PROBLEM
Having found the line that holds "Get the bounding box for every red cap.", give that line and all lines after it again, word for word, through the end of the data below.

BEGIN DATA FOR PROCESSING

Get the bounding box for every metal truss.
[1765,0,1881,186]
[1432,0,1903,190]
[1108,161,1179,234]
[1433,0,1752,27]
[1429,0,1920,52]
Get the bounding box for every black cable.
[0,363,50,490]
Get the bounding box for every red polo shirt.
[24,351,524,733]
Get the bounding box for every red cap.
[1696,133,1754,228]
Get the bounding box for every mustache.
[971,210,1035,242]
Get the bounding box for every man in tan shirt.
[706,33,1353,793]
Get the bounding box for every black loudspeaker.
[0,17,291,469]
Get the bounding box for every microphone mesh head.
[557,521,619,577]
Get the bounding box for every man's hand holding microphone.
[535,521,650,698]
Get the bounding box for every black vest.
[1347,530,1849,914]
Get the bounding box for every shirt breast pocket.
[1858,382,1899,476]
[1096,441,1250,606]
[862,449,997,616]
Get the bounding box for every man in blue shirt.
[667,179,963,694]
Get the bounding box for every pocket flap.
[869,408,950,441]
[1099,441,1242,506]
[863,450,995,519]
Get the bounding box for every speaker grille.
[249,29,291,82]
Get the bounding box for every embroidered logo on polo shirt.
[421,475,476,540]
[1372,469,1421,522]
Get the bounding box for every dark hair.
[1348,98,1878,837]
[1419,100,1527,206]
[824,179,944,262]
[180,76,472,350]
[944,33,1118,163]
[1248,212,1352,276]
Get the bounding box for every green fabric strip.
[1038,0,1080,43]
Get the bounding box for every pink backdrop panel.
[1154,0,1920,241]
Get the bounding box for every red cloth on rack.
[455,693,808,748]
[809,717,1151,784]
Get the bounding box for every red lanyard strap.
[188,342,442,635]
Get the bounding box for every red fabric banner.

END DATA FOR PROCESSING

RESPONSE AREA
Get the bounding box for every red cap.
[1696,133,1754,228]
Get the bounding box for every mustache.
[971,210,1035,242]
Get the bounding box for every man in tan shirt.
[706,33,1353,793]
Get the bounding box for every black loudspeaker.
[0,17,291,469]
Get the bounding box for every microphone mesh head.
[557,521,619,577]
Get the bounding box for every man's hand holding microphone.
[535,521,650,698]
Get the bounding box for every black vest.
[1347,530,1849,914]
Get the bounding box for every shirt breast pocket.
[1858,382,1899,476]
[1096,441,1250,606]
[862,449,997,616]
Get the bounding box for every man in blue shirt.
[667,179,963,694]
Get the bounding box for every pocket flap.
[869,408,950,441]
[1099,441,1242,506]
[863,450,995,519]
Get the bounding box for every speaker grille.
[249,29,291,82]
Get the bounding box for every embroidered logo on polo shirt.
[421,475,476,540]
[1372,469,1421,522]
Get the bounding box for every dark hair.
[1348,98,1878,837]
[1419,100,1527,206]
[824,179,944,262]
[180,76,472,350]
[944,33,1118,163]
[1248,212,1352,276]
Get the bounding box for every green fabric strip.
[1038,0,1080,43]
Get the bounding box for every pink backdrop panel.
[1154,0,1920,241]
Get the bounding box for every red cloth on rack.
[455,693,808,748]
[809,717,1151,784]
Get the bounding box for every red lanyard strap.
[188,342,442,635]
Get the bounding box for every red fabric banner.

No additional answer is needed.